» **The task**
Please write out again the lines starting with the one that contains "Mark the vertical" and going on through the last line, keeping each line whole but shifting every answer point by adding 7 to both its x and y values, with the sample points left unchanged. Leave the pictures out.

» **Record excerpts**
***

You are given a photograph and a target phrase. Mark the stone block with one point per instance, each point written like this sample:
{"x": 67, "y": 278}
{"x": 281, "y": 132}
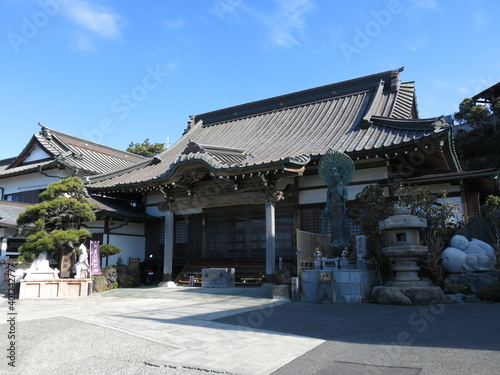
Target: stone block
{"x": 389, "y": 296}
{"x": 474, "y": 281}
{"x": 354, "y": 276}
{"x": 217, "y": 278}
{"x": 453, "y": 298}
{"x": 341, "y": 276}
{"x": 100, "y": 284}
{"x": 281, "y": 292}
{"x": 471, "y": 299}
{"x": 54, "y": 288}
{"x": 423, "y": 295}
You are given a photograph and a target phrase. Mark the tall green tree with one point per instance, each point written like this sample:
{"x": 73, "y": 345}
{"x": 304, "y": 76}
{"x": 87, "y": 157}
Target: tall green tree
{"x": 444, "y": 219}
{"x": 53, "y": 225}
{"x": 477, "y": 148}
{"x": 146, "y": 148}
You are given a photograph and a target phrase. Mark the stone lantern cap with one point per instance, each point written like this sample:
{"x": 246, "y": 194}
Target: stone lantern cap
{"x": 402, "y": 219}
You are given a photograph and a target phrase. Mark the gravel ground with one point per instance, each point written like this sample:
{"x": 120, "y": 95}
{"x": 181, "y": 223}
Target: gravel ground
{"x": 67, "y": 346}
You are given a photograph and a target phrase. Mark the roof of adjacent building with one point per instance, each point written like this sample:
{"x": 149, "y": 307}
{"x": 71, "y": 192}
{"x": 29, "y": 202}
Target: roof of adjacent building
{"x": 358, "y": 116}
{"x": 60, "y": 149}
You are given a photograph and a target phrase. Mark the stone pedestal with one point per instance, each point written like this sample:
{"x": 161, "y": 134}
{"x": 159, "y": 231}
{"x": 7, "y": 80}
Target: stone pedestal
{"x": 318, "y": 286}
{"x": 52, "y": 288}
{"x": 217, "y": 278}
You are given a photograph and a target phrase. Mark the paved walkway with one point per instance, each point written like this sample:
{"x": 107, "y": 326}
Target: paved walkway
{"x": 183, "y": 319}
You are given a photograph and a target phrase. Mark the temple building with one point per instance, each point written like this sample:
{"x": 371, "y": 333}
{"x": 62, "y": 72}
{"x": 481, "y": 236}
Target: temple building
{"x": 241, "y": 180}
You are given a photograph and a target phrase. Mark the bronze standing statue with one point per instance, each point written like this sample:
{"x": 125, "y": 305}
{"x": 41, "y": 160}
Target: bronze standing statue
{"x": 336, "y": 169}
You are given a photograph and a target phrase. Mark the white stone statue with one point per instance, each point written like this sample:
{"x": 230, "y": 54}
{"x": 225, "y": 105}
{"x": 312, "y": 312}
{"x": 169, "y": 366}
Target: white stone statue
{"x": 468, "y": 256}
{"x": 41, "y": 263}
{"x": 40, "y": 269}
{"x": 82, "y": 265}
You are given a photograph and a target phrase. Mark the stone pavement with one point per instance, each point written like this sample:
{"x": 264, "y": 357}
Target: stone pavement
{"x": 183, "y": 319}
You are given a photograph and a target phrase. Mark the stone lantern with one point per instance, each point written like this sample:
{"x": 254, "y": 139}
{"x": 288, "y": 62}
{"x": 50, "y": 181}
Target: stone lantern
{"x": 402, "y": 239}
{"x": 401, "y": 233}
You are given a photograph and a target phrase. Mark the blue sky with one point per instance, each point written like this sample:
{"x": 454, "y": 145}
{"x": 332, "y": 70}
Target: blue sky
{"x": 117, "y": 72}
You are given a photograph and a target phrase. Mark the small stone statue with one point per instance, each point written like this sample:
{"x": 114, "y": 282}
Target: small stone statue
{"x": 468, "y": 256}
{"x": 40, "y": 269}
{"x": 41, "y": 263}
{"x": 82, "y": 266}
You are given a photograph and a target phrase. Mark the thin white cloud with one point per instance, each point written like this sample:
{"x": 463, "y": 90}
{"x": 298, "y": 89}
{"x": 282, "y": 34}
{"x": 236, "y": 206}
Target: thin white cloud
{"x": 428, "y": 4}
{"x": 416, "y": 45}
{"x": 176, "y": 23}
{"x": 289, "y": 22}
{"x": 97, "y": 20}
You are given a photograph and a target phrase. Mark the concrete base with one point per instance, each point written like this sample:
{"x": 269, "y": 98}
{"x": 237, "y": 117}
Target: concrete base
{"x": 281, "y": 292}
{"x": 167, "y": 284}
{"x": 53, "y": 288}
{"x": 407, "y": 296}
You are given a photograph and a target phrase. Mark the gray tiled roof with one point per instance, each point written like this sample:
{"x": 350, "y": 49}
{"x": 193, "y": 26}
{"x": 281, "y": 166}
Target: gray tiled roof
{"x": 356, "y": 116}
{"x": 70, "y": 151}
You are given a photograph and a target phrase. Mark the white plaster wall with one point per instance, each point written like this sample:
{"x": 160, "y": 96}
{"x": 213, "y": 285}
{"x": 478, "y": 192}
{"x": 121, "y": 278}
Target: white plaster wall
{"x": 131, "y": 228}
{"x": 370, "y": 174}
{"x": 36, "y": 154}
{"x": 31, "y": 181}
{"x": 319, "y": 195}
{"x": 132, "y": 247}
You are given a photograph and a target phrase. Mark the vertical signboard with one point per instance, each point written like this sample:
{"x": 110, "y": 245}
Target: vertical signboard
{"x": 95, "y": 258}
{"x": 361, "y": 246}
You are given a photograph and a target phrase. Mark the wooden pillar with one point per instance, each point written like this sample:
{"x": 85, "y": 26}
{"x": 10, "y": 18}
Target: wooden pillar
{"x": 168, "y": 250}
{"x": 270, "y": 238}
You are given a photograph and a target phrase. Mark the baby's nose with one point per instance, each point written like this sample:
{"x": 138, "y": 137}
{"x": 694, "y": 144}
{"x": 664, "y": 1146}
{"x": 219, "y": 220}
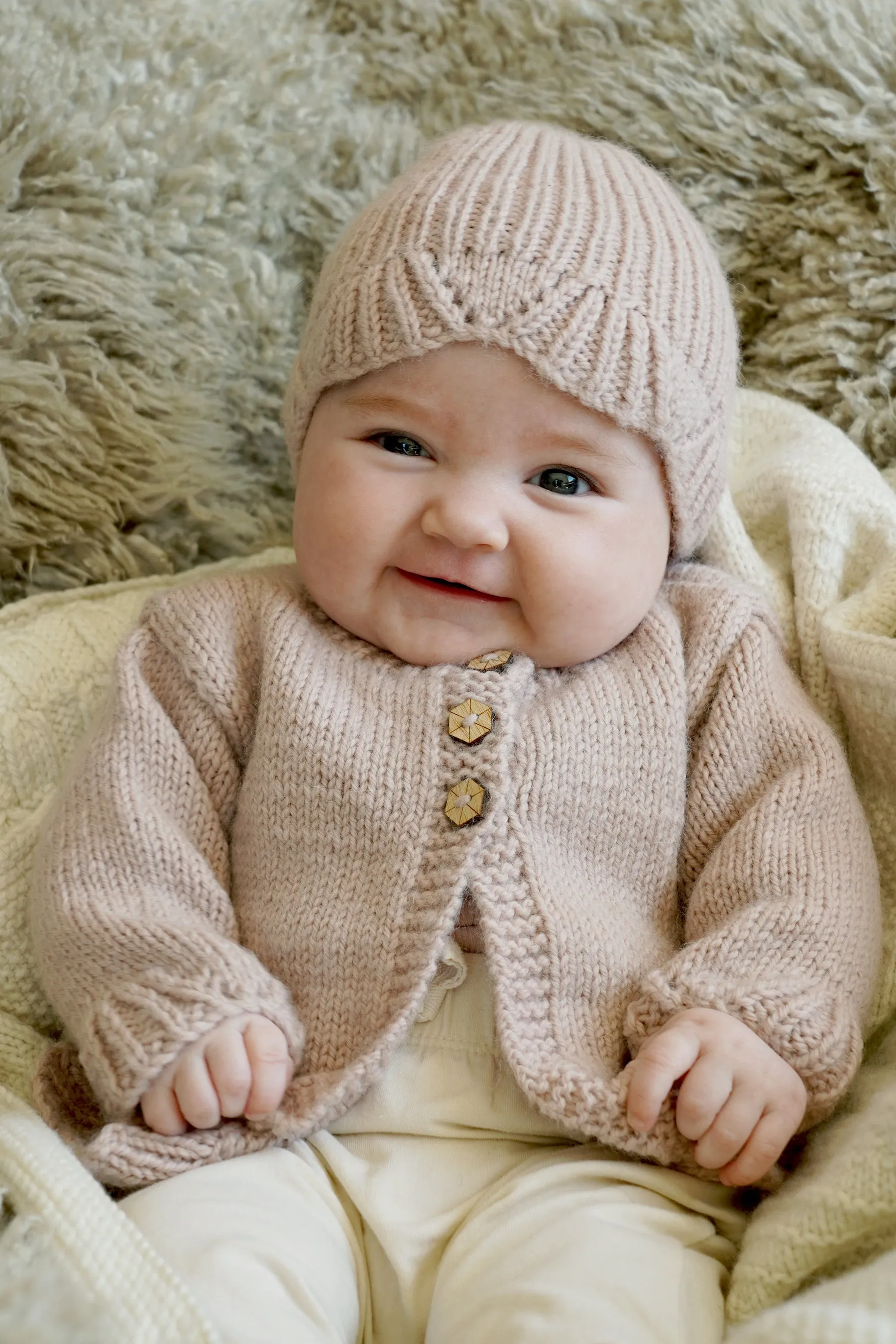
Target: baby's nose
{"x": 468, "y": 517}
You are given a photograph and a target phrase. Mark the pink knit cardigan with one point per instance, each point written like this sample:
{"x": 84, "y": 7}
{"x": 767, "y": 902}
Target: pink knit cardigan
{"x": 258, "y": 824}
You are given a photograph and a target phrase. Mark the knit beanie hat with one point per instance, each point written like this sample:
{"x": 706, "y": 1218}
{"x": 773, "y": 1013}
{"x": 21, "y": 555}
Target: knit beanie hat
{"x": 570, "y": 252}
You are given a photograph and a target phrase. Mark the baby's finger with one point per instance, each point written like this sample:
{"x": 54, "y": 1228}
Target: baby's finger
{"x": 761, "y": 1152}
{"x": 230, "y": 1070}
{"x": 195, "y": 1092}
{"x": 703, "y": 1093}
{"x": 730, "y": 1131}
{"x": 662, "y": 1059}
{"x": 270, "y": 1065}
{"x": 160, "y": 1109}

***

» **Response**
You are given a photograph and a target phrase. Mark the vertical signboard with one point per instance, each point written like this sample:
{"x": 110, "y": 245}
Target: vertical signboard
{"x": 102, "y": 265}
{"x": 368, "y": 253}
You are given a photograph and a target phrase. Mark the wooden pillar with one point per instance, each point written like this sample:
{"x": 85, "y": 26}
{"x": 10, "y": 18}
Target: wooden pillar
{"x": 175, "y": 257}
{"x": 277, "y": 245}
You are given a photograph and a target phrase. Mark the baby's nose with one point per instance, each point written like this sample:
{"x": 138, "y": 137}
{"x": 694, "y": 144}
{"x": 664, "y": 1146}
{"x": 219, "y": 220}
Target: baby's nose
{"x": 475, "y": 524}
You are given a photograph and a target phrase. Mark the pink knit cardigan with one point per instance, each point written like this sample:
{"x": 84, "y": 7}
{"x": 767, "y": 902}
Target: pink knit cardigan
{"x": 265, "y": 831}
You are given a photograph and a target phrase. Mark the knit beanie hat with one point per instance, each point written like this sample:
{"x": 706, "y": 1218}
{"x": 773, "y": 1013}
{"x": 21, "y": 555}
Target: knit beanie hat
{"x": 577, "y": 259}
You are given a photograph and a target phrase. Mark the baby's finger with one point per instance, each point written like this sample:
{"x": 54, "y": 1228}
Target: baby's finger
{"x": 768, "y": 1159}
{"x": 237, "y": 1077}
{"x": 202, "y": 1099}
{"x": 710, "y": 1100}
{"x": 737, "y": 1138}
{"x": 669, "y": 1066}
{"x": 277, "y": 1072}
{"x": 167, "y": 1116}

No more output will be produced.